[Records]
= = = =
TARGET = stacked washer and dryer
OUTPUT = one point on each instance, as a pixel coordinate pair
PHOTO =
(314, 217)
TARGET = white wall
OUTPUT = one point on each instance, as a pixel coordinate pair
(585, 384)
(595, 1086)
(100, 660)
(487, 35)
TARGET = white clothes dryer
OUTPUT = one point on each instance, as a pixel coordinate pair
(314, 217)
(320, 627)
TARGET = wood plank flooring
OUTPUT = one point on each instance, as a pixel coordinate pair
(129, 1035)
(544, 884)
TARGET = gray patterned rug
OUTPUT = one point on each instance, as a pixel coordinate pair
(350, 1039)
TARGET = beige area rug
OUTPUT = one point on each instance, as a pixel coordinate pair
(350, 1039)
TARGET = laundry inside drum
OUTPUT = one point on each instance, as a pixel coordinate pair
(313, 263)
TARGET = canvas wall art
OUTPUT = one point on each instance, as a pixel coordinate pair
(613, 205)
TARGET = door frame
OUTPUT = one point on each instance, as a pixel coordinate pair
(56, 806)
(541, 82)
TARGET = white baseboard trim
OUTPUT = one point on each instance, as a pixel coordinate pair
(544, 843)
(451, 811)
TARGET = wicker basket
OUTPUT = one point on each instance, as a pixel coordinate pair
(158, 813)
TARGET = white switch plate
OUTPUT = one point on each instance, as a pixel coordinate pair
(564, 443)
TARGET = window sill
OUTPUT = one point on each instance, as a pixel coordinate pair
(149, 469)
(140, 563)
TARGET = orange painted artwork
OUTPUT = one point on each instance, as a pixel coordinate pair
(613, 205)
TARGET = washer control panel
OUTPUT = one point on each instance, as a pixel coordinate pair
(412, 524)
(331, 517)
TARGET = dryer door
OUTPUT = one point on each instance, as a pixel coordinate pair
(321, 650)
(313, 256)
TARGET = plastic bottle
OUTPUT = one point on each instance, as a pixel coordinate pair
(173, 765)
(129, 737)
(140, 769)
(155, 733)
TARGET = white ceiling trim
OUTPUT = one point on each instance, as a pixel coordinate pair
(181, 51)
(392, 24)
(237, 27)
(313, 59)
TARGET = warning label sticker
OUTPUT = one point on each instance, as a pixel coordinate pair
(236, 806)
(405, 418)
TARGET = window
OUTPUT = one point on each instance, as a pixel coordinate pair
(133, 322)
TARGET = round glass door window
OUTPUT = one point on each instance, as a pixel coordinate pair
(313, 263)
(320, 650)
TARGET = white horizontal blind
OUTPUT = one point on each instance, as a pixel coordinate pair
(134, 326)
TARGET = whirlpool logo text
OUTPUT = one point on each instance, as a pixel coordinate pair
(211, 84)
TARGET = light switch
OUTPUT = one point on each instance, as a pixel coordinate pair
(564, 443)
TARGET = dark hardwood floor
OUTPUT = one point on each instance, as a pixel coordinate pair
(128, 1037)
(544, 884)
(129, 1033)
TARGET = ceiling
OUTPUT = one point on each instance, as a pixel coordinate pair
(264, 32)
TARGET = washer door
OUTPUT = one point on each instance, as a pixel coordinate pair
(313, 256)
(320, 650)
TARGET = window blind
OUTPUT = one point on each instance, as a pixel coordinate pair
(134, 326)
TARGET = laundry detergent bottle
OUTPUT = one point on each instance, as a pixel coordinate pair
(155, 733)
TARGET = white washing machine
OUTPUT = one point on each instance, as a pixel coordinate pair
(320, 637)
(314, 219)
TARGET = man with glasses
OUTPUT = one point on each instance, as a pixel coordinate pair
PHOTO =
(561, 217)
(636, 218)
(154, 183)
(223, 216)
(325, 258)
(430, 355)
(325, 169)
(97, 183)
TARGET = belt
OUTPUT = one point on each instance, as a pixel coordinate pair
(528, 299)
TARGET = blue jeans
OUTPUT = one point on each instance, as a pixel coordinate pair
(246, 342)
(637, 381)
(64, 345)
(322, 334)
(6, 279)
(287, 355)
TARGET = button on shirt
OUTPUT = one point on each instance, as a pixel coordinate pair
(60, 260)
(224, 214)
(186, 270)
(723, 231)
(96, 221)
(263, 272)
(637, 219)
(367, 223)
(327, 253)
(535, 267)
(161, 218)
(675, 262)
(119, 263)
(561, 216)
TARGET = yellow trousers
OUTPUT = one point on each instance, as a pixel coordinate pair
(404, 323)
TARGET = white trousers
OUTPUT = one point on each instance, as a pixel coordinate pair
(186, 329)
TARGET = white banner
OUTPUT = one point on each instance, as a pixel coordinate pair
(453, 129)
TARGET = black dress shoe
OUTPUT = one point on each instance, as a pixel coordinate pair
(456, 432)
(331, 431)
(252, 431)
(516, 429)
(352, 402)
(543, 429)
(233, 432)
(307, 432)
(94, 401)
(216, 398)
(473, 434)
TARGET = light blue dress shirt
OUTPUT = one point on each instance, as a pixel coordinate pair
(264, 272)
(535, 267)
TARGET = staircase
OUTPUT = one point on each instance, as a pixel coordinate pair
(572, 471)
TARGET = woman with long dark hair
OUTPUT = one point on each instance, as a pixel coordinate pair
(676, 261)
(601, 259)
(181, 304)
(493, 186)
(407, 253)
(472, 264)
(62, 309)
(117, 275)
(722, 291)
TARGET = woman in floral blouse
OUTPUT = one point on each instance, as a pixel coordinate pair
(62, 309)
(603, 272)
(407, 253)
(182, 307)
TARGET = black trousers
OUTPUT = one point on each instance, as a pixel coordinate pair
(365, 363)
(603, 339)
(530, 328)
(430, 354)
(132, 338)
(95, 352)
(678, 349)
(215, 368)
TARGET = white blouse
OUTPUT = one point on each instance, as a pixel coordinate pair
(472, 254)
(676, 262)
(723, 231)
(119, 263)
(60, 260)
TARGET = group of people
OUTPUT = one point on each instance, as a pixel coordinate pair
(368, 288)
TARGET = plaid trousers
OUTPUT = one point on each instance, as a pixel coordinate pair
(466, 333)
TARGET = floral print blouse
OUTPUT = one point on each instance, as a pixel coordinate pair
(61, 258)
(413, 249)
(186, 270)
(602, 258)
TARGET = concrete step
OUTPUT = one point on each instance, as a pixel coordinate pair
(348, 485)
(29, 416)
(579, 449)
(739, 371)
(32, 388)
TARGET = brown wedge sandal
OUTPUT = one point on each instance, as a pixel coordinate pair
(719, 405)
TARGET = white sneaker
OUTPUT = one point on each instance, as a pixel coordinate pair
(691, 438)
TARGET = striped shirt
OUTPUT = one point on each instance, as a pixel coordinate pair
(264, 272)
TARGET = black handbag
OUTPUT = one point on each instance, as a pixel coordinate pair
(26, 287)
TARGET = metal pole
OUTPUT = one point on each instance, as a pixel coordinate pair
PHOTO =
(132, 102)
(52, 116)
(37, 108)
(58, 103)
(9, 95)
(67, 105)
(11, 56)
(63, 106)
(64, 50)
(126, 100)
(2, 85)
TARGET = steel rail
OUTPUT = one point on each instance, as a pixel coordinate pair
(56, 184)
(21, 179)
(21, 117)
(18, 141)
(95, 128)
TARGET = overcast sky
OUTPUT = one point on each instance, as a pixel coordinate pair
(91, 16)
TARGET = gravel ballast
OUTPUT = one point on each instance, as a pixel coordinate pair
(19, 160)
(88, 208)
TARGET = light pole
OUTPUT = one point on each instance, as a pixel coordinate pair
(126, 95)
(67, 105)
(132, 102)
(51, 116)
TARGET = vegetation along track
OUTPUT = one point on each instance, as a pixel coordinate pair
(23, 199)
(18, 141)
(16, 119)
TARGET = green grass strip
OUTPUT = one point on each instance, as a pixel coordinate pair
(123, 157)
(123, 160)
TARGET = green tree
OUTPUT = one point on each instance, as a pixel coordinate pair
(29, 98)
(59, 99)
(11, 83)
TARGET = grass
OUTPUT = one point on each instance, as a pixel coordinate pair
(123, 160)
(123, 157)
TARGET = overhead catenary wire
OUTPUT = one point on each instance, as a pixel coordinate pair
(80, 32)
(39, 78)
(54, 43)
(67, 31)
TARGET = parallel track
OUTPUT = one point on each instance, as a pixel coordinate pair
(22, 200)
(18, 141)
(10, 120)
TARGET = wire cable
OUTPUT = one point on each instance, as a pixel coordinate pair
= = = =
Work to be completed
Produce an exact copy of the lines from the one containing "TARGET = green tree" through the last line, and of nothing else.

Task response
TARGET = green tree
OUTPUT = one point on each instance, as a pixel coordinate pair
(29, 98)
(59, 99)
(11, 83)
TARGET = grass
OUTPUT = one point on each instance, as a pixel coordinate pair
(123, 160)
(123, 157)
TARGET = overhead catenary wire
OUTPUT = one point on each instance, as a pixel coordinate pair
(80, 32)
(39, 78)
(54, 43)
(67, 31)
TARGET = parallel track
OUTPUT = one point on each instance, as a pixel coordinate pair
(22, 200)
(18, 141)
(10, 120)
TARGET = wire cable
OUTPUT = one point on each instance, as a pixel coordinate pair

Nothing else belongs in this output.